▸ **Task**: An exact copy of the entries below is needed, with every picture left out.

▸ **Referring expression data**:
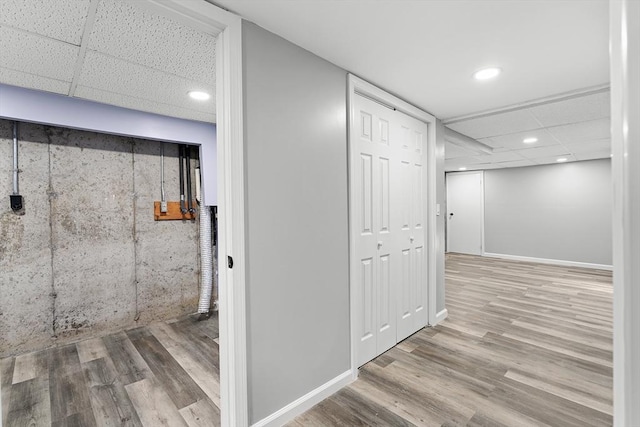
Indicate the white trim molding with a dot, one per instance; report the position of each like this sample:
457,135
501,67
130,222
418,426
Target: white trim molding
234,407
358,86
442,314
306,402
549,261
624,27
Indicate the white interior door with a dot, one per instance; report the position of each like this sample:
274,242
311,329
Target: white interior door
372,201
412,285
465,207
389,214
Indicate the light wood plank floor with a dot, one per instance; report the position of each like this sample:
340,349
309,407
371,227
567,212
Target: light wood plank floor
166,374
524,345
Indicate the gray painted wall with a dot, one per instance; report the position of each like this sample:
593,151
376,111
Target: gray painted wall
87,256
559,212
297,221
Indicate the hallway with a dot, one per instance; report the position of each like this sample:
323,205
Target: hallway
524,344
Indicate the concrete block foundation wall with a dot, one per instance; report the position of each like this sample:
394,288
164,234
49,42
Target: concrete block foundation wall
87,257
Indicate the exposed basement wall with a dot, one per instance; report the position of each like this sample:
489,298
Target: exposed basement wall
87,257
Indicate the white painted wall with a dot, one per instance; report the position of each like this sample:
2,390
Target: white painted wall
556,212
440,219
297,219
625,125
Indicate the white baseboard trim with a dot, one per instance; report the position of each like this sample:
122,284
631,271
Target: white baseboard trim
305,403
442,314
550,261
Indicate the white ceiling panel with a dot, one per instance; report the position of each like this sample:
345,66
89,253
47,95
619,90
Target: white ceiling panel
506,156
580,109
131,102
58,19
587,146
468,161
489,142
554,159
513,164
21,79
37,55
544,47
496,124
593,155
514,140
133,80
452,151
127,32
583,131
536,153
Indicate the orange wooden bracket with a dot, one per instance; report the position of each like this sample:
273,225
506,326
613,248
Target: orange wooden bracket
172,213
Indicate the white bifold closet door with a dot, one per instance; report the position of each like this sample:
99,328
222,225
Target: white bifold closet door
389,208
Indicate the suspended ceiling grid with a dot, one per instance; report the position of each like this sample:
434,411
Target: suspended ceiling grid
110,51
577,128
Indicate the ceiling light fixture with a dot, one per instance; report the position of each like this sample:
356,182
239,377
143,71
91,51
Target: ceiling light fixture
487,73
198,95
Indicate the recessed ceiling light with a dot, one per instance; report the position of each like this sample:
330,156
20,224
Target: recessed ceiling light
199,96
487,73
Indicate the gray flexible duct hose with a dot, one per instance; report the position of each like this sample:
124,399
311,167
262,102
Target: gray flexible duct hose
206,260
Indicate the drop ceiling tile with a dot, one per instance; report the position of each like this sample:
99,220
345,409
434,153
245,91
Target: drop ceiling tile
124,31
58,19
543,152
18,78
553,160
505,156
489,142
593,155
37,55
514,140
580,109
587,146
512,164
466,161
452,167
117,76
133,103
496,124
452,151
583,131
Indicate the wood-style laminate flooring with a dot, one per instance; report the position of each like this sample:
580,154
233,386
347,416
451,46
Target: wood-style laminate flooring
166,374
524,345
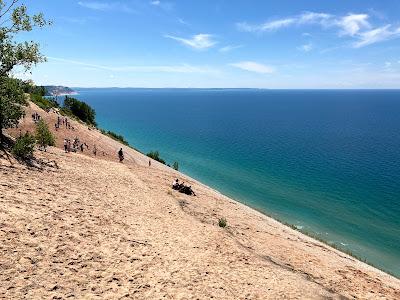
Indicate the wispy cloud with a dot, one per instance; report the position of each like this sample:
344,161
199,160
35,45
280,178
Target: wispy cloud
167,6
305,18
198,41
252,66
306,47
184,68
229,48
107,6
376,35
352,25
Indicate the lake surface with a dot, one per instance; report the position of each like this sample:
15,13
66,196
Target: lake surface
325,161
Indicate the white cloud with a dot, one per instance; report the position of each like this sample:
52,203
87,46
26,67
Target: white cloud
376,35
312,18
229,48
106,6
198,41
268,26
353,23
252,66
306,47
167,6
305,18
184,68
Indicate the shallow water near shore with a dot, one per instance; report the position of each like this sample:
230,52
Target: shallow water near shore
327,161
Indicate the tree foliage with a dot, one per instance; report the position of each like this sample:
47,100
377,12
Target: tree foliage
44,136
80,109
12,100
14,19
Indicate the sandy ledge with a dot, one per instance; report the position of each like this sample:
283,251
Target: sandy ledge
86,227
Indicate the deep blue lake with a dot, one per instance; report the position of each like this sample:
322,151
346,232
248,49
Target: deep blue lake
326,161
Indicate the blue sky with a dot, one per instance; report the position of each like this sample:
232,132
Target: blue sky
219,43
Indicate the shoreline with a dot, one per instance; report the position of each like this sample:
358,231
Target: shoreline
298,260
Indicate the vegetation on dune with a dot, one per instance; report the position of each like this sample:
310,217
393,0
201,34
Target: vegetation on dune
24,146
43,103
12,100
14,20
44,137
80,109
156,156
222,222
115,136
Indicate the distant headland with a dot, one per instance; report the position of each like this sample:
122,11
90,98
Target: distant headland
53,90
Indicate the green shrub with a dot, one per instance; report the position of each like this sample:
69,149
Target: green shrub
80,109
24,146
222,222
156,156
43,103
44,137
116,137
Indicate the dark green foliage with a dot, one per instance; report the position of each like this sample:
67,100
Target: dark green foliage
43,103
44,137
14,52
24,146
80,109
14,19
222,222
30,88
156,156
116,137
12,100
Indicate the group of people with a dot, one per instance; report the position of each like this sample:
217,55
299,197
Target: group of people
74,146
182,188
63,121
35,117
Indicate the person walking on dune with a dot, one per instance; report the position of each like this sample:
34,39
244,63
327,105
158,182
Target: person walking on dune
121,155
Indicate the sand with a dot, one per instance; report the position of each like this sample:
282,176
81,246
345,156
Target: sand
79,226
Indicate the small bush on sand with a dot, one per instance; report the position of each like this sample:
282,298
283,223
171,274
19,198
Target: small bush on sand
117,137
222,222
156,156
44,137
24,146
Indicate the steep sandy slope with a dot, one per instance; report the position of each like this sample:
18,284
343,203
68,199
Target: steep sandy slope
80,226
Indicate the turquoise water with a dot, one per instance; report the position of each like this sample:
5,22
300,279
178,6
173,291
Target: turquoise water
327,162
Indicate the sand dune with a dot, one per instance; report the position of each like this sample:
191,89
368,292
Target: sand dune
79,226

▸ **Written response**:
Indicate the white trim molding with a dot, one per instance; report the position of each like this sample:
457,135
501,67
130,222
418,426
Target: white trim molding
234,407
358,86
442,314
306,402
549,261
624,27
Indicate the white interior door with a dot, one per instance; report the position of each like this sample:
274,242
311,329
Target: white interior door
372,201
412,285
465,207
389,214
Indicate the light wood plank floor with a dot, one per instance; report the position of each like this sample:
340,349
309,407
371,227
567,212
Target: light wood plank floor
166,374
524,345
Indicate the gray painted wall with a dot, one per instance; report the position of each like this sample:
593,151
376,111
Target: gray painted wall
87,256
559,212
297,221
Indicate the hallway with a dot, one per instance; report the position of each like this sample:
323,205
Target: hallway
524,344
Indicate the concrete block foundation wall with a dot, one per instance; report the position of each like this sample:
394,288
164,234
49,42
Target: concrete block foundation wall
87,257
Indicate the exposed basement wall with a dot, one per instance; report the position of each like this sample:
489,298
Target: exposed basement wall
87,257
Indicate the white painted wall with a dot, one per instance; report the position of each like this sample:
2,390
Target: white painted wall
556,212
440,219
297,219
625,125
Indicate the white baseboard trim with a dot, one per instance; report the position of each like this sample:
122,284
631,271
Target: white baseboard trim
305,403
442,314
550,261
Indicate the white ceiling panel with a dot, one per instance; report the position of each like this sample:
345,66
89,253
47,95
619,90
Target: white ceiling panel
506,156
580,109
131,102
58,19
587,146
468,161
489,142
554,159
513,164
21,79
37,55
544,47
496,124
593,155
514,140
133,80
452,151
127,32
583,131
536,153
Indicate the orange wooden bracket with a dot, one per instance; report the position of each like this sample:
273,225
506,326
613,248
Target: orange wooden bracket
172,213
Indicate the white bifold closet door with a dot, one per instance; report the position of each like this sample:
99,328
222,225
Target: white bifold closet door
389,208
Indicate the suspended ceiling grid with a dot, one per instance; report the position of each like this sample:
434,411
Target: suspended ceiling grid
110,51
577,128
Indicate the ceiling light fixture with a dot, one per instance; report the position of each like this sample:
356,182
239,377
143,71
91,51
Target: ceiling light fixture
487,73
198,95
Indicate the recessed ceiling light with a dot, one per instance; report the position of each like this sample:
330,156
20,224
Target: recessed ceiling light
199,96
487,73
Indicate the gray flexible duct hose with a dot, one per instance; report the position of each like this sample:
124,399
311,167
262,102
Target: gray flexible duct hose
206,260
Indicate the drop ceiling tile with a dot, one per instance; report the position of each like this sample:
99,220
345,409
434,153
245,91
Target: drop ceiling tile
124,31
58,19
543,152
18,78
553,160
505,156
489,142
593,155
37,55
514,140
580,109
587,146
512,164
466,161
452,167
117,76
133,103
496,124
452,151
583,131
Indicate the wood-style laminate flooring with a dot, one per instance; report the position of each like this sample:
580,154
233,386
347,416
451,46
Target: wood-style laminate flooring
166,374
524,345
Indicate the wispy cloud with a dot, one per instance; report the position of each like this sample:
344,161
199,160
35,45
280,178
Target: wispy cloud
167,6
305,18
198,41
252,66
306,47
184,68
229,48
107,6
376,35
352,25
Indicate the lake surface with a dot, one per instance; report the position of each like this sample:
15,13
66,196
Target: lake surface
325,161
Indicate the white cloud with a dot, one per instance; report the position of each like this sample:
52,203
87,46
26,67
Target: white cloud
376,35
312,18
229,48
106,6
198,41
268,26
353,23
252,66
306,47
167,6
305,18
184,68
Indicate the shallow water near shore with a dot, one per instance; report the position of each like this sample:
230,52
Target: shallow water near shore
327,161
Indicate the tree foliage with a dot, one per instance; report the position of each like this sample:
47,100
377,12
Target: tree foliage
44,136
80,109
12,100
14,19
Indicate the sandy ledge with a dot, one per instance; report the position of each like this sample:
283,251
Target: sandy ledge
86,227
Indicate the deep blue lake with a dot, one per instance; report the position of each like this sample:
322,151
346,232
248,49
Target: deep blue lake
326,161
Indicate the blue sky with a dot, one per instance; report the position of each like this sample:
232,132
Target: blue sky
219,43
Indicate the shoreline with a dot, one per instance; report the position of each like this sample:
358,231
Target: shoreline
298,260
Indicate the vegetation on dune with a dot, one per instance; report the position of each like this sample:
310,217
393,0
201,34
Target: vegetation on dune
24,146
43,103
12,100
14,20
44,137
80,109
156,156
222,222
115,136
Indicate the distant headland with a dot, one per instance; report the position of each like this sample:
122,11
90,98
Target: distant headland
53,90
Indicate the green shrub with a dot, one per instance; report the position of each like this sample:
69,149
Target: green shrub
80,109
24,146
222,222
156,156
43,103
44,137
116,137
Indicate the dark green foliage with a dot, one per instance; report the position of each like this sample:
67,100
Target: dark green foliage
43,103
44,137
14,52
24,146
80,109
14,19
222,222
30,88
156,156
116,137
12,100
Indicate the group of people with a dot, one per instance; report the position of each like this sample:
217,55
299,197
Target: group of people
74,146
182,188
63,121
35,117
Indicate the person walking on dune with a dot, one per instance; report the position of each like this sample:
34,39
244,63
327,105
158,182
Target: person walking on dune
121,155
Indicate the sand with a dot, one per instance; report the position of each like this sample:
282,176
81,246
345,156
Target: sand
79,226
Indicate the small bush on sand with a dot, one per instance; report the position of each like this sample:
282,298
283,223
171,274
19,198
Target: small bush on sand
117,137
222,222
156,156
44,137
24,146
Indicate the steep sandy slope with a dot, one per instance; report the position of each like this sample:
18,284
343,203
68,199
Target: steep sandy slope
80,226
Indicate the turquoise water with a dot, one per instance; report the position of each like this sample:
5,22
300,279
178,6
173,291
Target: turquoise water
327,162
Indicate the sand dune with a dot, one per instance; report the position of each like this sample:
191,89
368,292
Target: sand dune
79,226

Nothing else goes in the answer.